▶ Aim 1: Reproduce word for word the part of the Battlefield 3 play styles passage that runs from "Our approach to" down to "specific role/game/map choices.".
▶ Aim 2: According to the passage on Battlefield 3 play styles, what doesn't have to be set in advance with their model-based Bayesian clustering, unlike with k-means?

▶ Source passage:
::::

Our approach to play styles is based upon a regression model with game score as a function of the roles, game type, and map chosen by each player in each match. We also include the rank of each player in this regression model to account for differences in player ability. We estimate both global and player-specific coefficients on each of these covariates. The player-specific coefficients can also be interpreted as measures of how well that player performs relative to the global performance across all players under specific role/game/map choices.
The set of player-specific coefficients is what defines a player’s style: how each role/game/map choice by the player relates to their team’s performance in the match. We then discover common play styles across players by employing a semi-parametric Bayesian clustering approach based on a Dirichlet process, which allows us to discover groups of players that have similar coefficients. The Dirichlet process (Ferguson74PriorDistributions), as reviewed in Muller04NonparametricBayesian, is the basis for many model-based clustering approaches (Griffin06OrderBased; Teh06DP).
Relative to k-means, our choice of a model-based Bayesian clustering procedure has the important advantage that the number of clusters, i.e. uniqueplayer styles, does not have to be pre-specified. We employ k-means clustering to provide a good initialization for our model estimation, but the number of clusters can grow (or shrink) as the algorithm proceeds based on whether extra (or fewer) clusters are needed to provide the best explanation of the observed data.
Our semi-parametric Bayesian clustering approach is also related to the DP-means procedure of Kulis12DPMeans. However, our focus is on clustering player-specific regression coefficients (that define latent player styles
) rather than Gaussian means. More importantly, our Markov Chain Monte Carlo implementation does not produce a “hard clustering” that we would get from DP-means. Rather, players are able to switch between clusters (play styles) in our approach.
Our “soft clustering” strategy that allows players to move between clusters accommodates two types of potential variability exhibited by players in Battlefield 3. First, certain players may have a play style that is a true hybrid between two (or more) common play styles shared by many players. Second, certain players can transition to new play styles over time as they continue to play the game and so they should be allowed to move between play style clusters as we observe more matches for that player.

::::

▶ Given entries:
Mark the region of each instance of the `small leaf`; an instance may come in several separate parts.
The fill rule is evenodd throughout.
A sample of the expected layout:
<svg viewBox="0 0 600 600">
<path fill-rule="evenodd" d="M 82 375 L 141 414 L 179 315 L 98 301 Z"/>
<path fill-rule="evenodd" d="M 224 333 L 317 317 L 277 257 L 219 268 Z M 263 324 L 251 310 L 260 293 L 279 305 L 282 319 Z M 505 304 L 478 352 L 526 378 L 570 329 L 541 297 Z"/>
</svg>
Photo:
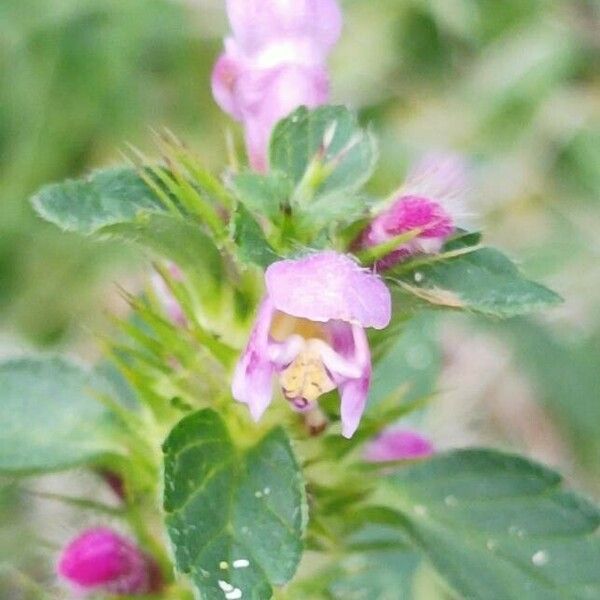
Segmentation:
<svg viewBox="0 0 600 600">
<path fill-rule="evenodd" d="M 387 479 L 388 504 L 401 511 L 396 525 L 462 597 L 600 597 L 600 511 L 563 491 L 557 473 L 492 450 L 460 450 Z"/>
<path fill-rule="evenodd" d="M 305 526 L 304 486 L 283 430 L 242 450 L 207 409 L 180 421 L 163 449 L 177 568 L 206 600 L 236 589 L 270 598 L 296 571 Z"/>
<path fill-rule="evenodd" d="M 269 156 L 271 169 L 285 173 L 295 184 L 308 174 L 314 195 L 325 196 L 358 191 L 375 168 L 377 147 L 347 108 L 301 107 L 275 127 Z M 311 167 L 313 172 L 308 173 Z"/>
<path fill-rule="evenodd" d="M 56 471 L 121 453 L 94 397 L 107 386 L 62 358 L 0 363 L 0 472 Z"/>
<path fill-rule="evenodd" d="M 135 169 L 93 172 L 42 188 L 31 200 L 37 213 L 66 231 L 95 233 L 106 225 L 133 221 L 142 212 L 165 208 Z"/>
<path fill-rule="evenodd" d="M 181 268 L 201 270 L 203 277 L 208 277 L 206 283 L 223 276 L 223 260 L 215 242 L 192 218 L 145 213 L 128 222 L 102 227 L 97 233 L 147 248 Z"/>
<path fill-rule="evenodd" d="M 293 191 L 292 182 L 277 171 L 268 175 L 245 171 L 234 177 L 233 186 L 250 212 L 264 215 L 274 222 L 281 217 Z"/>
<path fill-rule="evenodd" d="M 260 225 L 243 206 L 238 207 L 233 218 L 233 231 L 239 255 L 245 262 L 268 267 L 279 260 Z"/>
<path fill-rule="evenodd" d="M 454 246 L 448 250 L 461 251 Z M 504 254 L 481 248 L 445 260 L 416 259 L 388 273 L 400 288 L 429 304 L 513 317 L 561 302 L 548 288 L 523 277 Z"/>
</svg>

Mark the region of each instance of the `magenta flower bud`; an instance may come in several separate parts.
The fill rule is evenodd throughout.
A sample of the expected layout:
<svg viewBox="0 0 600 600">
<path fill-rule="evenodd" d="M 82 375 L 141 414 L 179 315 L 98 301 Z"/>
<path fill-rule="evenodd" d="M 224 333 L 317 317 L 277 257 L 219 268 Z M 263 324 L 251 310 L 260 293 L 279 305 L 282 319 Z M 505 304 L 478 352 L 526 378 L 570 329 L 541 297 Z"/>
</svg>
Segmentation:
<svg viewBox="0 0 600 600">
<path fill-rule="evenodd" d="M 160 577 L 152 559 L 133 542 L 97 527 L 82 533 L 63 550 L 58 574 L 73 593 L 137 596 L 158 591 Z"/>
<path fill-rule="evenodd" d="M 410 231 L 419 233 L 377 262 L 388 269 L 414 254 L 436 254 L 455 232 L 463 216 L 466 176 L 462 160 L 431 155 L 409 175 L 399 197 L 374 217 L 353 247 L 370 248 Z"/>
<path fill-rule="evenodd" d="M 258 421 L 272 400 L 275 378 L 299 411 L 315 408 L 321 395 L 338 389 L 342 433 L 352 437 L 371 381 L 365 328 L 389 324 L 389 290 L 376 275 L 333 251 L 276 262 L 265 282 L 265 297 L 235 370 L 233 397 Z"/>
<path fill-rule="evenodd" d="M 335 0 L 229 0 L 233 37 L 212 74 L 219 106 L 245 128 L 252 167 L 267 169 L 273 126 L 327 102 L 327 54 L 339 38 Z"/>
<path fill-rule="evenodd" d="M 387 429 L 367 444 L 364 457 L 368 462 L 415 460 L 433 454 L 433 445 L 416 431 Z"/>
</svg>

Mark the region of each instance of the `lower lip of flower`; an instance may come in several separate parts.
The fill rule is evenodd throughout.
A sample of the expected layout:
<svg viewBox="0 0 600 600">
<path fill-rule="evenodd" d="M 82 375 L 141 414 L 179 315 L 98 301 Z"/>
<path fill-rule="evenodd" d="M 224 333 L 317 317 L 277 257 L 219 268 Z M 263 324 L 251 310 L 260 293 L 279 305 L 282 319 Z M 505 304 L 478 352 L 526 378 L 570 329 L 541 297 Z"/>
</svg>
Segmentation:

::::

▶ Correct result 1:
Our approach to play styles is based upon a regression model with game score as a function of the roles, game type, and map chosen by each player in each match. We also include the rank of each player in this regression model to account for differences in player ability. We estimate both global and player-specific coefficients on each of these covariates. The player-specific coefficients can also be interpreted as measures of how well that player performs relative to the global performance across all players under specific role/game/map choices.

▶ Correct result 2: The number of clusters, meaning the number of unique player styles.